Pour l’AIE, l’efficacité énergétique permettrait de parcourir la moitié du chemin vers la neutralité carbone en 2050, si bien qu’elle est parfois considérée comme la première brique de la transition énergétique: le “first fuel” (premier carburant). “Souvent les gouvernements n’y accordent pas assez d’importance”, relève Brian Motherway, expert à l’AIE. Or, elle sera particulièrement importante au cours de cette décennie: “plus nous consommerons notre énergie de manière efficace et moins il nous faudra investir en panneaux solaires, en nucléaire ou en réseaux”.
2022, tournant ou exception?
Après des années de progrès limités, l’ambition des gouvernements sur l’efficacité a crû en 2022, avec la flambée des prix de l’énergie, constate l’AIE. Rénovation des bâtiments, transports publics, infrastructures destinées aux véhicules électriques… Ces investissements devraient atteindre 624 milliards de dollars cette année, selon le rapport. C’est 20% de plus par rapport à 2021. L’efficacité dans l’usage de l’énergie (moins d’énergie consommée pour un même service rendu) est revenue à l’avant-scène l’an dernier avec la flambée des prix du gaz, du pétrole, de l’électricité, encore accentuée par la guerre en Ukraine. Elle représente par exemple un quart des mesures de l’Inflation Reduction Act de l’administration américaine. Le Green Transformation Plan du Japon s’intéresse à l’efficacité dans les immeubles, le REPowerEU a rehaussé les objectifs de l’UE, l’Inde a adopté un projet de “conservation de l’énergie”, le Chili une loi efficacité… Du côté des équipements, les ventes de pompes à chaleur ont crû en 2022 de 10% mondialement (+40% en Europe), les véhicules électriques ont représenté 14% du total écoulé (18% attendu en 2023) et les technologies de gestion énergétique de la maison se développent, mais moins nettement. Les normes progressent aussi, en place dans plus de 100 pays, a recensé l’AIE, qui cite l’Afrique du Sud où les nouvelles lampes devront être équipées en LED. Résultat, l’efficacité de l’énergie a globalement augmenté de 2,2% l’an dernier, quatre fois le taux des deux années précédentes.

**Entrées répertoriées dans un jeu de données:**

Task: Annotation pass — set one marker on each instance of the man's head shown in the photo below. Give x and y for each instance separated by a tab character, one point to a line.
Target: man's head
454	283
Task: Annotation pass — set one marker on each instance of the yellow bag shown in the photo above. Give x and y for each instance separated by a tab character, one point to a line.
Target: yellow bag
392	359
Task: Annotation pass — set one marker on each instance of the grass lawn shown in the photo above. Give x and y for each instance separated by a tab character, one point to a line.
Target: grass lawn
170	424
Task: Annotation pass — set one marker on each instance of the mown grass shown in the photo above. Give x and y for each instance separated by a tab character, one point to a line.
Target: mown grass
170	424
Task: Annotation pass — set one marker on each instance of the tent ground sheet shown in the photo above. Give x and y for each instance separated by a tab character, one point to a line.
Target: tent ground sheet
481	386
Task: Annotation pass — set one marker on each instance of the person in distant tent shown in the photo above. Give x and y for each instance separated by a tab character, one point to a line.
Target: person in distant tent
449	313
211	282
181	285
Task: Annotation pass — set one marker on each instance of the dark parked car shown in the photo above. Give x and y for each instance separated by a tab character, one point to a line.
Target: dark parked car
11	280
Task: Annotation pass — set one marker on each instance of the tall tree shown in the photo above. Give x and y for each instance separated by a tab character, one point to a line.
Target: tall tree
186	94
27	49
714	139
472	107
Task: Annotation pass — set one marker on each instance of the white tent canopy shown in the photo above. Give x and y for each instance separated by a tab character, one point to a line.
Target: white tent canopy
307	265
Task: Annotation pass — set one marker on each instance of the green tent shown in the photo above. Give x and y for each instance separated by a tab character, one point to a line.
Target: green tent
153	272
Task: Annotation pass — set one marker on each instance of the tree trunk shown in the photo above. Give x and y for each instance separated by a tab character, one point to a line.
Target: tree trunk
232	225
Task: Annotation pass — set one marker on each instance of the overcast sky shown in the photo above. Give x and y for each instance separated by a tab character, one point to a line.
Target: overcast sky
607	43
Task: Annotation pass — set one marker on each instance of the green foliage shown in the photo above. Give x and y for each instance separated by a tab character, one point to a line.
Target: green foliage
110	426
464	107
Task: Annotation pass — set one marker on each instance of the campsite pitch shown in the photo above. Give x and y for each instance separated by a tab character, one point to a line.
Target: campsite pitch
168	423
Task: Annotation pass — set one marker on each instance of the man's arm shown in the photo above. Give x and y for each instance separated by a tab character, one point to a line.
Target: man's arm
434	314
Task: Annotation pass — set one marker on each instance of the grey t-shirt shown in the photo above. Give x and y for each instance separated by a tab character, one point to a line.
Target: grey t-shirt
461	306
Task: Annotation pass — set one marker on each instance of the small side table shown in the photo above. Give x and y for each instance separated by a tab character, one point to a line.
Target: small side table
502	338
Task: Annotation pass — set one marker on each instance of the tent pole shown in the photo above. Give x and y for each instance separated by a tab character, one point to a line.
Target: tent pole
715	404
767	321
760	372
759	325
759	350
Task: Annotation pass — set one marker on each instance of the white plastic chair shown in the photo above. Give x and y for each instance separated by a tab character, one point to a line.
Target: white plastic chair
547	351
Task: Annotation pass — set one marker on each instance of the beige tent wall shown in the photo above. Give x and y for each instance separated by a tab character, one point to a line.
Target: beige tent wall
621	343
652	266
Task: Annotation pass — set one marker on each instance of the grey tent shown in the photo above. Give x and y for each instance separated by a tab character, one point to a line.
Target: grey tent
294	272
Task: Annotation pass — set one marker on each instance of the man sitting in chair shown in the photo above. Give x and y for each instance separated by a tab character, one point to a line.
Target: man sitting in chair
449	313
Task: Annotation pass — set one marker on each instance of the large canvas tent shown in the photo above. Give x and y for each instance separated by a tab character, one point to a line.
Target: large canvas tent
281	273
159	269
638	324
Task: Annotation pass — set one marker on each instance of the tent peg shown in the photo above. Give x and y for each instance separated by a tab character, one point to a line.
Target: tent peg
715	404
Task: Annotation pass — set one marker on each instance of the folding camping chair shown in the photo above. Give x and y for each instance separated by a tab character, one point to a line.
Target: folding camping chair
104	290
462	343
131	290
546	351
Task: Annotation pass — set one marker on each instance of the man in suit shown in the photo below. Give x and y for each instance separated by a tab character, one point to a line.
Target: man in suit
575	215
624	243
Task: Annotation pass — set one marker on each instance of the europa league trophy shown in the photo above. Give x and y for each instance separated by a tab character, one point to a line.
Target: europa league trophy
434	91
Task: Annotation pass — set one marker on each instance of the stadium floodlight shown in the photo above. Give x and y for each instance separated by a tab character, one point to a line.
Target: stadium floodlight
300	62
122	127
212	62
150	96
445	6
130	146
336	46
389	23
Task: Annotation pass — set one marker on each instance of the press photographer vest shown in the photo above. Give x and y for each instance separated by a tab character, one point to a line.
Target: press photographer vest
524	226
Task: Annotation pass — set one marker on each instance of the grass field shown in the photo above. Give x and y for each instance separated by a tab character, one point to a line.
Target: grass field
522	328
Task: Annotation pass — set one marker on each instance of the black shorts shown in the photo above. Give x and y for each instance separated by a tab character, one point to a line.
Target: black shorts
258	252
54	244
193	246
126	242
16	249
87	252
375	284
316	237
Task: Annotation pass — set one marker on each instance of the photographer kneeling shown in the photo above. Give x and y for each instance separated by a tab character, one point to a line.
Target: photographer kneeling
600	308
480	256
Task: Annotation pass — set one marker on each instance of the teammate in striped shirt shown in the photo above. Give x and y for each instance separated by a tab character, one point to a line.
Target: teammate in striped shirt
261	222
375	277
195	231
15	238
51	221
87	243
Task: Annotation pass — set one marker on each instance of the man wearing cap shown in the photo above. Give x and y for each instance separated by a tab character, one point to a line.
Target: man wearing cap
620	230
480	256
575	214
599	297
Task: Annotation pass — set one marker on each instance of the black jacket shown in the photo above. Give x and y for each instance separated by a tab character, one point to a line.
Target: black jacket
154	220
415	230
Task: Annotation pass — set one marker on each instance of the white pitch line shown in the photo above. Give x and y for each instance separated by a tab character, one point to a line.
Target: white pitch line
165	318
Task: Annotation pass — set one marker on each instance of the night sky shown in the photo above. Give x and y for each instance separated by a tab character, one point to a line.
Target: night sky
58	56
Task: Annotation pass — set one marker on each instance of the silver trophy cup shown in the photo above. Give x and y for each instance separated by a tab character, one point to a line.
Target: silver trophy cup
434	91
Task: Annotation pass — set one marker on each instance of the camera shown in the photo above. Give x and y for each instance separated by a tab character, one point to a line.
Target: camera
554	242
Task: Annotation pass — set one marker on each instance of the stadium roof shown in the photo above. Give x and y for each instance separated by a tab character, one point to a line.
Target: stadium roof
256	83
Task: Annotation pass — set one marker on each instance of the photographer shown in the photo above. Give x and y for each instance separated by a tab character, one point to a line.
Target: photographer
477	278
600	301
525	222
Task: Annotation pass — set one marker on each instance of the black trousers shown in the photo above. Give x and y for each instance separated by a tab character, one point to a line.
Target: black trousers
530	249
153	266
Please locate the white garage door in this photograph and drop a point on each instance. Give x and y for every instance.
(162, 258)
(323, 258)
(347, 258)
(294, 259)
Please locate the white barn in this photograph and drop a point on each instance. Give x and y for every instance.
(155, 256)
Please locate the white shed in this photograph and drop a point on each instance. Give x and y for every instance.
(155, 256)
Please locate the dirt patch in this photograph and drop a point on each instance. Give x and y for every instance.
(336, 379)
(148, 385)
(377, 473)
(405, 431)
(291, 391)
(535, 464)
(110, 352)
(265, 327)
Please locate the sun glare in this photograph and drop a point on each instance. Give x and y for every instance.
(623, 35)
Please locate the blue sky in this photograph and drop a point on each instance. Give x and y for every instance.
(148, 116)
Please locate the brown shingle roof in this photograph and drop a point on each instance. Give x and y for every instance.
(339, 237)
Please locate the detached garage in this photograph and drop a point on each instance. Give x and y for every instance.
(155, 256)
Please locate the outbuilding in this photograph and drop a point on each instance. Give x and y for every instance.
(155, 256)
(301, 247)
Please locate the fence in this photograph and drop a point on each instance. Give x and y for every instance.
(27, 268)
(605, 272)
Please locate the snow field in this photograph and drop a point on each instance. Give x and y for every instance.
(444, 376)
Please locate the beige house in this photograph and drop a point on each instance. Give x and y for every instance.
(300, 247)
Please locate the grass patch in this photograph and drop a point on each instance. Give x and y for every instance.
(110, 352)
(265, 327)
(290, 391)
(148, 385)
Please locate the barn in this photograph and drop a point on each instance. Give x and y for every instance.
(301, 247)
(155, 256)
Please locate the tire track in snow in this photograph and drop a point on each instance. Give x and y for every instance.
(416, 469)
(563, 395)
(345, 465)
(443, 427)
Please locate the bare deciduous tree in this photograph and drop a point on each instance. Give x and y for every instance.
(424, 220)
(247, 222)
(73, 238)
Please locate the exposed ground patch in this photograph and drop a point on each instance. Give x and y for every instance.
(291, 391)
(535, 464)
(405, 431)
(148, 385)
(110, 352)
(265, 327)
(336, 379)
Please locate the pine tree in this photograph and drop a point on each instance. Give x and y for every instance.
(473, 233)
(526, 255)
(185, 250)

**Volets de l'exercice:**
1: Sélectionnez toutes les lignes des entrées où figure le mot « vest ».
2: Poursuivez le texte sur l'efficacité énergétique après sa dernière phrase.
Le texte sur l'efficacité énergétique et les entrées constituent deux documents distincts.

**Résultats:**
1:
Task: Annotation pass — set one marker on each instance of the press photographer vest shown in the photo above. Give x and y for each instance separated by a tab character, one point to a line.
Target: press photographer vest

2:
Mais ces progrès sont fragiles: “une part de l’attention risque de s’atténuer” avec la stabilisation à court terme des factures et les moindres tensions sur le gaz, met en garde Brian Motherway. “Or, ce serait une erreur de penser que la crise est derrière nous, l’hiver prochain s’annonce tout aussi difficile que le précédent”.
Où sont les marges de progrès ?
“Partout”!, répondent les spécialistes, qui insistent notamment sur l’amélioration de l’habitat. En Europe par exemple, la courbe des investissements dans ce secteur est “plate”, souligne l’AIE. Même si les ventes de pompes à chaleur, destinées à remplacer des chaudières fioul ou gaz, y ont crû de 40% en 2022. Les bâtiments tertiaires représentent, eux, par exemple en France, un tiers de la consommation électrique en hiver. Selon RTE, gestionnaire du réseau à haute tension, ils pourraient “faire 20% d’économies sans d’énormes efforts”, avec “un peu de prise de conscience et de la gestion technique”. Par exemple, “ne pas avoir des fenêtres ouvertes quand on chauffe”, explique Marie Rousselot.
L’industrie, frappée de plein fouet par l’explosion des prix de l’énergie, s’est emparée du sujet. En revanche, les PME ont plus de difficultés: or, sur la décennie à venir, elles représentent 70% des économies potentielles dans l’industrie, selon l’AIE.
La climatisation est un autre enjeu. “D’ici 2050, 10 climatiseurs seront achetés chaque seconde. Mais le climatiseur moyen acheté aujourd’hui est littéralement deux fois moins efficace que le meilleur” appareil disponible aujourd’hui, selon Brian Motherway.
“Dix ans pour agir”
Et pourtant, tout cela ne suffit pas. “Un élan fort pousse l’efficacité énergétique, et depuis un an et la crise mondiale de l’énergie, des mesures sont prises dans des pays représentant plus de 70% de la consommation énergétique globale”, souligne le directeur de l’AIE, Fatih Birol. Mais “maintenant il faut passer à la vitesse supérieure, et doubler les progrès d’ici la fin de la décennie”, prévient-il. Doubler ces progrès et donc les relever à 4% par an permettrait de réduire d’un tiers d’ici à 2030 la demande mondiale d’énergie et les émissions de CO2 du secteur, conformément au scénario de neutralité carbone à l’horizon de 2050 destiné à protéger le monde des pires effets du réchauffement. Pour cela, les investissements devront tripler, à plus de 1.800 milliards de dollars annuels d’ici 2030.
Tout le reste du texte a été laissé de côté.